== DESCRIPTION OF THE TASK ==
List every specific kind of living thing named in the climate models text below, in the order each first appears.

== QUOTED TEXT ==

## START

Retrospectively, the system helps scientists understand how organisms contributed and are affected by the earth’s climate. For instance, some landscapes such as cities and farmlands alter how the sun reflects and reaches other organisms. Changes in rainfall and temperature elicit reactions from plants, and this affects the absorption of carbon dioxide. In the water systems, a change in radiation impacts the growth of plankton and seaweeds. All these factors interact within a wider earth system.

The information generated by this model can be applied in planning infrastructure development and farming practices. In areas along the coastline, it’s imperative to identify areas least likely to be affected by hurricanes.

The earth systems model faces a similar problem of dealing with the vastness of the earth, which makes it impossible to capture all the data required. Scientists and researchers aim to build more powerful supercomputers with a reduced resolution to help deal with the issue.

Predicted Impacts of Climate Change

Climate models predict an increase in temperatures between 1.5 – 4 degrees Celsius by 2100, and this will have several impacts. A change in temperature affects the day-to-day life of everything living on the planet. Domestic animals, plants, and insects that rely on a certain climatic state for survival are bound to suffer drastic changes. In addition, the rise of sea levels is bound to take a toll on coastal areas as it submerges the low-lying islands and affects freshwater availability.

The changes in climate are often associated with an increased number of extreme weather conditions such as hurricanes and tornadoes. All living creatures will be affected by these extremes, and predicting these phenomena can be a crucial step in mitigating their effects.

## END

== DATASET CONTENT ==

## START

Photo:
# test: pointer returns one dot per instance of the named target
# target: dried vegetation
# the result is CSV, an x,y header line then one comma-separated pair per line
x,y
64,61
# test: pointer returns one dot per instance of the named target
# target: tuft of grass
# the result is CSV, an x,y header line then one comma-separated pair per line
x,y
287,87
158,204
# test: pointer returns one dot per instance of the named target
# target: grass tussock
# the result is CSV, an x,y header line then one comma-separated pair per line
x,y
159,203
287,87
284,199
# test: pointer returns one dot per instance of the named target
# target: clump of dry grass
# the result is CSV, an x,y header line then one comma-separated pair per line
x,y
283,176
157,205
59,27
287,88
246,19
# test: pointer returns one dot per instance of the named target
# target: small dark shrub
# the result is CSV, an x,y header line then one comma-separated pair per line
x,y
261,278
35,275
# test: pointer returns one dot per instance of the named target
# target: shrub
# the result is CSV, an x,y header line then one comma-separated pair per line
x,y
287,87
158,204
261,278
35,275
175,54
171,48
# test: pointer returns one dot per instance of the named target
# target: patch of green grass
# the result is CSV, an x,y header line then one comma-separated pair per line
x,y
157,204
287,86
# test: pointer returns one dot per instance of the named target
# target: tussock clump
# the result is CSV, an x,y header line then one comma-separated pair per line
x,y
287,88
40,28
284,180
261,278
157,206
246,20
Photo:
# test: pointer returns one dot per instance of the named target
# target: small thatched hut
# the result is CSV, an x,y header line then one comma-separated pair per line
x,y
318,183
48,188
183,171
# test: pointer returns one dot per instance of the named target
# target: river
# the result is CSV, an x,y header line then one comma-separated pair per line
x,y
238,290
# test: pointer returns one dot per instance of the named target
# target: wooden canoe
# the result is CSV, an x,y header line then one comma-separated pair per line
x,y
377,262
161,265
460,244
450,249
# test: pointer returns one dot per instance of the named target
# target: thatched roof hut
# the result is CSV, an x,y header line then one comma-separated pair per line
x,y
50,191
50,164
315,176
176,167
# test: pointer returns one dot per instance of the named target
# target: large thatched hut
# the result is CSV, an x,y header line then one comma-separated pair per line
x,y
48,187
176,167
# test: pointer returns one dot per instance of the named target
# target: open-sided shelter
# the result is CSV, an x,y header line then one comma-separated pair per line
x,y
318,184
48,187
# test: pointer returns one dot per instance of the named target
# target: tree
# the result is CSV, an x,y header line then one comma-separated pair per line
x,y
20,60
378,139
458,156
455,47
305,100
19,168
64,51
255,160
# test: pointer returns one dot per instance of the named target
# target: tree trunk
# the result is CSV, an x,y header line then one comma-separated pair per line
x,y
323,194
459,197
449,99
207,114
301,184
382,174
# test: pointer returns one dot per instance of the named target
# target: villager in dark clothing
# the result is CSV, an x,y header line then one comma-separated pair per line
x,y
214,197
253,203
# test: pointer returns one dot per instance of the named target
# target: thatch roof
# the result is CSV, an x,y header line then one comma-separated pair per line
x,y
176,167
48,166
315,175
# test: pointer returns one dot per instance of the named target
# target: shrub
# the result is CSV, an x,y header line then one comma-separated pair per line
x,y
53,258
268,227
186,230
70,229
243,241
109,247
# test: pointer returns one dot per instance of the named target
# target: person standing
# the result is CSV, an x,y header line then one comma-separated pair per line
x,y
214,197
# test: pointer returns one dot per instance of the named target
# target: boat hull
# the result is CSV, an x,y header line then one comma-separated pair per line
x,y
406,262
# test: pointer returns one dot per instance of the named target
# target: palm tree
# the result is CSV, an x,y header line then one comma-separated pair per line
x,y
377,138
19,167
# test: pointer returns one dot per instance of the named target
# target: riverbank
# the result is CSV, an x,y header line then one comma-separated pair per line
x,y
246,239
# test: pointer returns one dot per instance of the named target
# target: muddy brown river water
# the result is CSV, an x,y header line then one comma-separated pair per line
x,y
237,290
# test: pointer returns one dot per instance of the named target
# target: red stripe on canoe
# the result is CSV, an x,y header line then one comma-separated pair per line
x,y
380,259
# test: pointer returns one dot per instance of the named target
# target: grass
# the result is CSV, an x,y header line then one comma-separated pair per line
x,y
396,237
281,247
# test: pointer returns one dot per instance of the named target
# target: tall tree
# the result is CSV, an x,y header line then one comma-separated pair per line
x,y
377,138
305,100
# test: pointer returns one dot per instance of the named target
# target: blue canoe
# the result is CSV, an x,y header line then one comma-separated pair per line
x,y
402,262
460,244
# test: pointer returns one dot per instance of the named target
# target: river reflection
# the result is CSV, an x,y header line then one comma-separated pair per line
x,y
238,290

## END

== THE ANSWER ==
plants, plankton, seaweeds, domestic animals, insects